## ACTIVITY 1
Can you translate this sentence from the return-to-work post into Spanish: "Only four people are allowed in the lift at a time."
## ACTIVITY 2
Answer these from the return-to-work post:
(a) What is the current minimum number of days a week in the office under the rostering schedule?
(b) Under the office rostering system, which desks are kept empty?
(c) By what percentage did influenza cases in April drop compared to last year's season?
## ACTIVITY 3
Would you extend the return-to-work post, starting after its last sentence?
DOCUMENT EXCERPT: Begin
My work has put in place a rostering schedule, meaning we switch up the number of days we are in the office.
At the moment it’s a minimum of one day a week, but it’s constantly being reviewed and adjusted. This is to ensure there isn’t a large number of people in the office at one time.
It’s a good idea to have a chat with your employer about flexible working arrangements like rostering schedules and changing up your patterns at work.
Get out of my bubble
When someone stands too close to me I think, can I help you? Please respect the social distancing rules and… keep your distance.
I can’t tell you how many times I have unwillingly played chicken with a random walking straight towards me…ooooow who’s going to move out of the way first. Then, of course, you have those people who I think enjoy brushing past you on purpose. Don’t be that person, just follow the social distancing rules. There in place for a reason. TO. KEEP. YOU. SAFE!
Social distancing rules are pretty obvious in places like cafes. They can only have a set amount of people in at a time, and tables need to be spaced out.
In our office, the rostering system makes sure every second desk is empty. Only four people are allowed in the lift at a time. It can take a while to get in and out of the building, but I’m glad these rules are in place.
Before you return to work, check with your employer about the social distancing guidelines in place and FOLLOW them.
Less chat, more emails
Did you know the louder you speak the more liquid droplets are sprayed from your mouth and into the air? These particles can carry germs and bacteria and viruses…OH MY!
We’ve pretty much proven that we can work remotely without the wheels falling off. Even though we are transitioning back into the workplace, let’s not be so quick to abandon the tools that have helped us connect and stay productive. Ask yourself, do I need to speak face-to-face with my colleagues, or can I communicate with them in another way?
- Can I email them about this?
- Can I conference call my team, or set up a video conference so I can see their beautiful faces?
- If we need to meet, are we respecting the social distancing rules?
- Should this meeting be an email?
Stay home if you’re sick
Did you know cases of influenza in April dropped by 99% compared to last year’s season? Good hygiene, social distancing and staying at home when your sick has reduced the spread of these diseases. And we must continue to stick to these rules.
DOCUMENT EXCERPT: End
DATA: Begin
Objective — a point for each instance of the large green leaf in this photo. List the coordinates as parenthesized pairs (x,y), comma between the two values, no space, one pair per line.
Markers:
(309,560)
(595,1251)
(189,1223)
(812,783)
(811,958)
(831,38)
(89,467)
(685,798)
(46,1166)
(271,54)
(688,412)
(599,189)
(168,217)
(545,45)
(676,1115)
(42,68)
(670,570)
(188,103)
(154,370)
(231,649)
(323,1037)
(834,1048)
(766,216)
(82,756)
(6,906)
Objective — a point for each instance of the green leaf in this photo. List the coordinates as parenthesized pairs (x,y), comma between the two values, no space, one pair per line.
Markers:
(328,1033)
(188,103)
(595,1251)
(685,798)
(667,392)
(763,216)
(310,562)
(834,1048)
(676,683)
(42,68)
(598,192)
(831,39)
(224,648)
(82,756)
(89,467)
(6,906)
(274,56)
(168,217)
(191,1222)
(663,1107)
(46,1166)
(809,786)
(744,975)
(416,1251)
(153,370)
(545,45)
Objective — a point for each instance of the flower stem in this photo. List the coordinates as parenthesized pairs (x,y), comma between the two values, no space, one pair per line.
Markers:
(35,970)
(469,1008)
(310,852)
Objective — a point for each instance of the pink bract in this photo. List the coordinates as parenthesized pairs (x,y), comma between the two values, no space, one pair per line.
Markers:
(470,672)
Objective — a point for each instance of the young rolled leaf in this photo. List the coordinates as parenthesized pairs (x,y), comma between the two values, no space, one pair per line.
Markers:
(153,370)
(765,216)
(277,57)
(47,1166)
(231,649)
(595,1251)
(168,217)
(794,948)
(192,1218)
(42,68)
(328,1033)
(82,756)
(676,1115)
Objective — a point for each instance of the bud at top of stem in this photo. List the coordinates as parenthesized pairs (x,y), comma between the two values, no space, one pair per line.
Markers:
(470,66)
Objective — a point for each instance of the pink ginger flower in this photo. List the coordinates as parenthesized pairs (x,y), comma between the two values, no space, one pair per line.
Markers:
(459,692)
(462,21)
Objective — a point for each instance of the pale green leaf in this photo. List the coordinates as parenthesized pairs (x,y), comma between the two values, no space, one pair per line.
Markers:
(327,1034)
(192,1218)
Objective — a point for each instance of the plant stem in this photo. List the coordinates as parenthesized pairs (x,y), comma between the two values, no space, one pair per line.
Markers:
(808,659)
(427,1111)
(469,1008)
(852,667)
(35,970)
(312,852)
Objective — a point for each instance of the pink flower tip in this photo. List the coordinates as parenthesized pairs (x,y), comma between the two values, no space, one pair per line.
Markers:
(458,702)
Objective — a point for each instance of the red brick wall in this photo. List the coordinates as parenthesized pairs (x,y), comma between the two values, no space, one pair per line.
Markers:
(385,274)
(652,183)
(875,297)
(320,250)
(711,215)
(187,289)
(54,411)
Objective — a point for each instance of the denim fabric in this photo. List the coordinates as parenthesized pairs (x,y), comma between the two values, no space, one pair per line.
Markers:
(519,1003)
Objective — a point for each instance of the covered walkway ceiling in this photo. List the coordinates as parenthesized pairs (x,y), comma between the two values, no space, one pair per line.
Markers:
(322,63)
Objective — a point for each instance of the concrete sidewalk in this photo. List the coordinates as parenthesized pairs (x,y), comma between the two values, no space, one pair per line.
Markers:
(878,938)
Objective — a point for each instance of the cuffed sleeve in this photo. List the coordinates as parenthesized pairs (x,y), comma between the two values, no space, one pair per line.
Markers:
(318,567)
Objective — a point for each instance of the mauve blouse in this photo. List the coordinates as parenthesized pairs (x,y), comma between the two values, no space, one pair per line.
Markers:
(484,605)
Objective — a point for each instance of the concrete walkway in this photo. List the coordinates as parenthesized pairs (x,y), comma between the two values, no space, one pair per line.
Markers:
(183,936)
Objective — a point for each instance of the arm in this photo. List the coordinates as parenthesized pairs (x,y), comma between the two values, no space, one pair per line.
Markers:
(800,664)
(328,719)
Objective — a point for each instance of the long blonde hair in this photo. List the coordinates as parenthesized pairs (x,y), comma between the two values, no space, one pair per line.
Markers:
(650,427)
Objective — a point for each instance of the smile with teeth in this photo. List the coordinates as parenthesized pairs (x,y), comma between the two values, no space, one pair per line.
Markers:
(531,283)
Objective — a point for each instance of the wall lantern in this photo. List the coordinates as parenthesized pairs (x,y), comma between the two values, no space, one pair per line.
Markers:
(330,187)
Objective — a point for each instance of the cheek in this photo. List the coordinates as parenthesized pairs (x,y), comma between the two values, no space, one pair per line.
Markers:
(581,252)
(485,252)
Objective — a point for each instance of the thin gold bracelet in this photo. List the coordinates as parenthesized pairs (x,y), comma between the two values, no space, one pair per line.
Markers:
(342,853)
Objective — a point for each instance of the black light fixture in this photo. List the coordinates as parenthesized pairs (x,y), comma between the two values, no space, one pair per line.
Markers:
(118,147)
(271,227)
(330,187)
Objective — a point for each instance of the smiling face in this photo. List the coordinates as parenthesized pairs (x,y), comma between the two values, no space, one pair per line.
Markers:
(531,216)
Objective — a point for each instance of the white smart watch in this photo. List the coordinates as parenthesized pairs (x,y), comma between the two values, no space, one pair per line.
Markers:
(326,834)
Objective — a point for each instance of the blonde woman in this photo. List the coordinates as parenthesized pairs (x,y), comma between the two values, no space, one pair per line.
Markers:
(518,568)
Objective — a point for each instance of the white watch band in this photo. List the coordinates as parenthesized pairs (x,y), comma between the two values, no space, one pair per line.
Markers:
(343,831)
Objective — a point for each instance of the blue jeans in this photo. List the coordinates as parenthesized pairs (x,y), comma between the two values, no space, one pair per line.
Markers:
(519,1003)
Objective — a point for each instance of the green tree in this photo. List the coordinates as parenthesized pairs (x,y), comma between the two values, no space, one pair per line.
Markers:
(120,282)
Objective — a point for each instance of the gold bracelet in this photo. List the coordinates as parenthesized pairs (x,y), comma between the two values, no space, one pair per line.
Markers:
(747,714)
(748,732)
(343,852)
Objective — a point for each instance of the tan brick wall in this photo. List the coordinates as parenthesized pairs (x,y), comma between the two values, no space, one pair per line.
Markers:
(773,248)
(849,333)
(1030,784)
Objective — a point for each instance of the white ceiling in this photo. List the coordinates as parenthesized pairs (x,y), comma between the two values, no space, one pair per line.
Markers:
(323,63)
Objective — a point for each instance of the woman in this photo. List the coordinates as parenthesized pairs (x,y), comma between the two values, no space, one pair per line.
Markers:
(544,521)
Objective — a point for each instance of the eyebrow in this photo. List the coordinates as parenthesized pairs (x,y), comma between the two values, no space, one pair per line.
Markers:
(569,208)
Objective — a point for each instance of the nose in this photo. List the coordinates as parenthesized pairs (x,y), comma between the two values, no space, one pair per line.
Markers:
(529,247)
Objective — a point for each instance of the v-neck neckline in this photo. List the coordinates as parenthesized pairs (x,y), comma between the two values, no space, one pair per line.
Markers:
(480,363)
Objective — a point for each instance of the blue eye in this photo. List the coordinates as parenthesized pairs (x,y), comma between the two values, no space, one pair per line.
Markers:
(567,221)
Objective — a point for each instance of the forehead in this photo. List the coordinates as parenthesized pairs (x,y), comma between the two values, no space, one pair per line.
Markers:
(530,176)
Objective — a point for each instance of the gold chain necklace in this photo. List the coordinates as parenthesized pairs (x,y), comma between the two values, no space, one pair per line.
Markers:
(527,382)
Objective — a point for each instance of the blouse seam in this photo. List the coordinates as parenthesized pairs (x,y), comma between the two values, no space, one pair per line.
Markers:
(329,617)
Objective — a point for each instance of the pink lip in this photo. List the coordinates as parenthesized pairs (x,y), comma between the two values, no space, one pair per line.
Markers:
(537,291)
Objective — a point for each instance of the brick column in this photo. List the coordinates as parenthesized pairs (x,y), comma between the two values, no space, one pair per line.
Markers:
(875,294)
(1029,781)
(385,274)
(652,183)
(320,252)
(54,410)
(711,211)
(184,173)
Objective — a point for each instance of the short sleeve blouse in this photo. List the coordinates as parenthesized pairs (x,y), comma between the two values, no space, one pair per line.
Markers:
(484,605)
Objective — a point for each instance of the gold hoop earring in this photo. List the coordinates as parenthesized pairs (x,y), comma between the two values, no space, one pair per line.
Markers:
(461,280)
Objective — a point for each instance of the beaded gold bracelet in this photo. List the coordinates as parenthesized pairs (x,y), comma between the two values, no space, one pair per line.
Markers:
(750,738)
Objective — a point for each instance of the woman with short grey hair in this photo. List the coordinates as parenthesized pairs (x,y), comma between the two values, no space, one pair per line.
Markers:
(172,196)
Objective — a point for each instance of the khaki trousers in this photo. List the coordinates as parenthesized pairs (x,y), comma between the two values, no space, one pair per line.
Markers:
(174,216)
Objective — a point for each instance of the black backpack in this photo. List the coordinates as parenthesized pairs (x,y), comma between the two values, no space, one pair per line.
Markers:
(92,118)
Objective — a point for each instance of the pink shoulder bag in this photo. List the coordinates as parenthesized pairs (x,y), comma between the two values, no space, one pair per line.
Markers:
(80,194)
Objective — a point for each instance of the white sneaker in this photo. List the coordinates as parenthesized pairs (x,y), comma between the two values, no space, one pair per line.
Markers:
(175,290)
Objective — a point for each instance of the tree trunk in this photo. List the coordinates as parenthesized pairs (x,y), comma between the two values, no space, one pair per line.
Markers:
DATA: End
## TASK RESULT 1
Solo se permiten cuatro personas en el ascensor a la vez.

## TASK RESULT 2
(a) One day a week.
(b) Every second desk.
(c) 99%.

## TASK RESULT 3
I know you think you might feel fine to return to work and it’s admirable to want to get the job done. But, do us all a favour. If you’re sick, stay home.
Because we have to slow the spread. One person can infect many others in the workplace. Even if you have mild symptoms, it’s best to stay home to protect yourself and everyone else around you.
I can’t tell you how many times a co-worker has come in sick, blowing their nose and coughing up a lung, only to tell me they’re fine. And of course, a week later I end up with whatever they had.
If you have access to leave, then take it. If you don’t, speak with your employer about your options. If you have to self-isolate because of coronavirus you have pay and leave options.
As I write this, I have mild symptoms of the flu and it’s my turn to work in the office tomorrow. But I had a chat with my bosses, and they told me to stay home and work. So that’s what I’ll be doing.
And FYI I don’t have access to sick leave or anything fancy like that. Contractor life, yo. But I’m super grateful to have bosses that are willing to work with me and look into other options. So, I encourage you to do the same and have a chat with your employer about your options.
It can be overwhelming and challenging to adjust back into the workplace, and you might be scared.
Remember these key points:
- Talk with your employer about returning to work and what plans your employer has in place to keep you safe.
- If you’re feeling stressed out or overwhelmed by it all there is support available.
- Stick to the social distancing guidelines.
- Talk to your employers about your concerns.
- Stay at home if you’re sick.
Why? Because Clarissa (and all the medical experts in the world except for those few weirdos) says so.